BRIAN SOZZI: You know, key to this story, I think, Ben, is you, in many respects. You were involved in that deal that took Playboy private in 2011. What are your plans after this deal? Do you plan to stay with Playboy after the public debut?

 

BEN KOHN: Yeah. So 66% of the company on a forward go basis will be owned by existing shareholders and management. All the existing shareholders, including management, which owned about 23% of the company prior to the deal, are rolling and signing one-year lockups. My goal is to continue to build this.

 

This is the biggest opportunity I have ever seen in my career. You just can't fathom how large this business is and how large this brand is on a global basis. You couldn't recreate what we have today.

 

ALEXIS CHRISTOFOROUS: Speaking of opportunity, you see opportunity in the cannabis industry. And I know, historically, Playboy has been behind cannabis reform for decades. What are your plans for if and when it's legalized at the federal level?

=-=-=-=-=

■ Tasks ■
**A.** Name every speaker who appears in the interview transcript about Playboy's public debut.
**B.** Extend the interview transcript about Playboy's public debut past the final question shown.
The material that follows comes from a different source than the Playboy interview.

=-=-=-=-=

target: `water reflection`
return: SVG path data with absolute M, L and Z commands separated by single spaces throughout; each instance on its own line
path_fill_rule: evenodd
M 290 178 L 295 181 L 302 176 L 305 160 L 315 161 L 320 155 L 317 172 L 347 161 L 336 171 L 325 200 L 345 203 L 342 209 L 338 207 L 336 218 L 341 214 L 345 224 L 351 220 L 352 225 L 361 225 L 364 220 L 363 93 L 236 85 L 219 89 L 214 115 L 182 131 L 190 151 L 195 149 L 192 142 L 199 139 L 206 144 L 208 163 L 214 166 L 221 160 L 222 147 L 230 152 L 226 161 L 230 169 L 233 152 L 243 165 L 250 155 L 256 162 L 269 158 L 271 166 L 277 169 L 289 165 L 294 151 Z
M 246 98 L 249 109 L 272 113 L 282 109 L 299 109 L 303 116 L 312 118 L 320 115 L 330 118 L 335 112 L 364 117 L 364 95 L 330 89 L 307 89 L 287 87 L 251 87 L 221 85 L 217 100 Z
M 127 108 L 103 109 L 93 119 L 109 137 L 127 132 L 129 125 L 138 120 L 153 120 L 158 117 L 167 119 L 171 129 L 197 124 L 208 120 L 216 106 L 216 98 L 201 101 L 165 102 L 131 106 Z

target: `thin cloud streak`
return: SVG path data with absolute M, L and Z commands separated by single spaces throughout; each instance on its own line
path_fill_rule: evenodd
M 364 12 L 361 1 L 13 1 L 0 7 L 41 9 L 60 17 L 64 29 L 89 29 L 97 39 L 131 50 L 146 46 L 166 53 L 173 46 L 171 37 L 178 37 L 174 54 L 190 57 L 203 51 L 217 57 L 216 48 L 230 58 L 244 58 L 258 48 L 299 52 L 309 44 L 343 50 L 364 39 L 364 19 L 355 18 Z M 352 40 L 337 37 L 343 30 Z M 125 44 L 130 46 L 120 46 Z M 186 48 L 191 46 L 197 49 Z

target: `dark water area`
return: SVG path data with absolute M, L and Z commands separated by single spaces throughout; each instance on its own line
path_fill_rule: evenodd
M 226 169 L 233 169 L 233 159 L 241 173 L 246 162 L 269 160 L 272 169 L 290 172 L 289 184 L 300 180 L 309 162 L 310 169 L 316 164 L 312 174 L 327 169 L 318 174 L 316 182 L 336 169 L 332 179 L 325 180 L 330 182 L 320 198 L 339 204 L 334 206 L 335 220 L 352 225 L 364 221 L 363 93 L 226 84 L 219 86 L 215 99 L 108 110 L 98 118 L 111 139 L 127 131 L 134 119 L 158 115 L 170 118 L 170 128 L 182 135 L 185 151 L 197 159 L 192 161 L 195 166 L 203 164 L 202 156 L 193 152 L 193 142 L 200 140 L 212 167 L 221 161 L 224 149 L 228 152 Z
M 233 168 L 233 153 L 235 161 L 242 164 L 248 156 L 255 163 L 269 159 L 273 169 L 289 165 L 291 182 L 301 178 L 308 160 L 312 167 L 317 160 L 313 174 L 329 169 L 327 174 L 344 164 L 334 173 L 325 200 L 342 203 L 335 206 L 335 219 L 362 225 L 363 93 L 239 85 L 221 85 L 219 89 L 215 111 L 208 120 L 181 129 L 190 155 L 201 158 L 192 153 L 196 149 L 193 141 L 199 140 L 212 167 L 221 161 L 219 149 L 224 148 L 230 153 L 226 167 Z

=-=-=-=-=

■ Your responses ■
**A.** Brian Sozzi, Ben Kohn, and Alexis Christoforous.

**B.**
BEN KOHN: So today, we've launched a line of CBD products. We have three products in market and many more in development. When it is legal on the federal basis, we do plan on rolling out THC products. We have developed them, but we will not roll them out until it's legal on a federal basis.

 

BRIAN SOZZI: And Ben, real quick, before we let you go, when do you expect to debut on markets? Do you have a date?

 

BEN KOHN: Look, a typical process is somewhere between 60 and 90 days from now.

 

BRIAN SOZZI: All right. We'll leave it there. The CEO of Playboy, Ben Kohn. Good to see you. I look forward to having you back.

 

BEN KOHN: Great. Appreciate it, guys. Thank you.